Quote all entries in full, exactly.
+++ PROVIDED RECORDS
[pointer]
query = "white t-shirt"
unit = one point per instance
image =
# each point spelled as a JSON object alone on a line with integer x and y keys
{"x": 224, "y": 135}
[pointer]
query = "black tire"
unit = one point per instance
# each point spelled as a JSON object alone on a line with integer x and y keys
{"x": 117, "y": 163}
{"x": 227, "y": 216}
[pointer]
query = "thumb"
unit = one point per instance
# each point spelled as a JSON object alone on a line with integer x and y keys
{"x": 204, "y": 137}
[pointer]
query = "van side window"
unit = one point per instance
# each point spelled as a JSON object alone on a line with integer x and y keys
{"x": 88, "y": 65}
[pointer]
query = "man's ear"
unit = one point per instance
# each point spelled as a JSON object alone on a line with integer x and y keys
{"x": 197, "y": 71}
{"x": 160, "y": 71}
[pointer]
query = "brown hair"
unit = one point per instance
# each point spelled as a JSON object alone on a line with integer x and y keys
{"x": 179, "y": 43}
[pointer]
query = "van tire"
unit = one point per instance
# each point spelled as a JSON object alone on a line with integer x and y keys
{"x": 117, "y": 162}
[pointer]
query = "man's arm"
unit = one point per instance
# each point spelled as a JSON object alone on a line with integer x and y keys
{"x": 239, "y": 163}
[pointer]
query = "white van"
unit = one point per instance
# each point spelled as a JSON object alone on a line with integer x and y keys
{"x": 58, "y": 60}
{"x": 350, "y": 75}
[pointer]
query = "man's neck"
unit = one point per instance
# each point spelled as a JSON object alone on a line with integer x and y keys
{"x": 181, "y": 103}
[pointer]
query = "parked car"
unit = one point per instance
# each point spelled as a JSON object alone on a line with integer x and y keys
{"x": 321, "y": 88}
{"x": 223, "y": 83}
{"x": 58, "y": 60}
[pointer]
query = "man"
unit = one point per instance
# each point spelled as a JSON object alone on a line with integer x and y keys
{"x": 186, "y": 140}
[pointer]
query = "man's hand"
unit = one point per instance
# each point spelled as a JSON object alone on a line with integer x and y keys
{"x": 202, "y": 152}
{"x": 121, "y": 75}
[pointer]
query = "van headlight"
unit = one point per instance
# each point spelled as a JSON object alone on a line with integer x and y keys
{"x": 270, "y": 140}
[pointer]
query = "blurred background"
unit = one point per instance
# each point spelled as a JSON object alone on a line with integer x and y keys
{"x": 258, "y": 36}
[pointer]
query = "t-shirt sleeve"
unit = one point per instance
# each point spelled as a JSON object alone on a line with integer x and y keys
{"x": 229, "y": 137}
++++++
§ **RESPONSE BELOW**:
[pointer]
query = "white t-shirt"
unit = one point per instance
image =
# each point spelled as a JSON object alone on a line with integer x and y keys
{"x": 224, "y": 135}
[pointer]
query = "black tire"
unit = one point per instance
# each point spelled as a JSON object alone on a line with integer x and y keys
{"x": 117, "y": 163}
{"x": 227, "y": 216}
[pointer]
query = "thumb"
unit = one point per instance
# each point spelled as a JSON object alone on a line with integer x and y keys
{"x": 204, "y": 137}
[pointer]
query = "van side window"
unit = one point per instance
# each point spelled as a JSON object alone on a line with integer x and y keys
{"x": 88, "y": 65}
[pointer]
query = "man's ear"
unit = one point per instance
# each point spelled as a JSON object alone on a line with integer x and y keys
{"x": 197, "y": 71}
{"x": 160, "y": 71}
[pointer]
query = "brown hair"
unit = one point per instance
# each point spelled as a JSON object alone on a line with integer x and y keys
{"x": 179, "y": 43}
[pointer]
query = "van tire"
unit = one point per instance
# each point spelled as a JSON object alone on a line with integer x and y keys
{"x": 117, "y": 162}
[pointer]
query = "man's arm"
unit = one point per instance
# each point spelled as a JSON object alone on a line with integer x and y keys
{"x": 239, "y": 163}
[pointer]
query = "white van"
unit = one point per instance
# each point spelled as a JSON object alone on a line with integer x and y keys
{"x": 58, "y": 60}
{"x": 350, "y": 75}
[pointer]
query = "man's neck"
unit = one point per instance
# each point spelled as a JSON object alone on a line with integer x and y keys
{"x": 181, "y": 103}
[pointer]
query = "parked car"
unit = one point per instance
# each point spelled as a JSON object alone on a line with integer x and y keys
{"x": 321, "y": 88}
{"x": 223, "y": 83}
{"x": 58, "y": 60}
[pointer]
query = "man"
unit = one point per instance
# each point spelled as a JSON object alone on a line with integer x and y keys
{"x": 186, "y": 140}
[pointer]
query = "man's hand"
unit = one point per instance
# each point spelled as a JSON object alone on a line with integer x and y keys
{"x": 202, "y": 152}
{"x": 121, "y": 75}
[pointer]
query = "van headlight"
unit = one point per instance
# each point spelled as a JSON object alone on a line with integer x and y keys
{"x": 270, "y": 140}
[pointer]
query = "blurred background"
unit = one point per instance
# each point spelled as a JSON object alone on a line with integer x and y keys
{"x": 258, "y": 36}
[pointer]
query = "t-shirt sleeve"
unit = one point per instance
# each point spelled as a JSON object alone on a line with integer x and y keys
{"x": 229, "y": 137}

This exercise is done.